» Work instructions
Transcribe the records word for word, leaving nothing out.

» Data supplied
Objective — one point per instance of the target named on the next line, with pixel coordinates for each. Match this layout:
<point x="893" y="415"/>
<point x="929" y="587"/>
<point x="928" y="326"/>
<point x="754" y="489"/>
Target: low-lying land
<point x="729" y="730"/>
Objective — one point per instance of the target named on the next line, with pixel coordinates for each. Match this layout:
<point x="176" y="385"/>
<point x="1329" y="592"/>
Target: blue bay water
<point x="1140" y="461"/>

» Response box
Objective — one point per instance of the target named on the next line, with pixel coordinates for each. Match this layout:
<point x="893" y="415"/>
<point x="929" y="587"/>
<point x="928" y="326"/>
<point x="754" y="489"/>
Target: low-lying land
<point x="729" y="730"/>
Objective — one point per instance of the target named on the next line, with pixel coordinates for each. Match this layout:
<point x="176" y="385"/>
<point x="1329" y="592"/>
Target: blue bay water
<point x="1140" y="461"/>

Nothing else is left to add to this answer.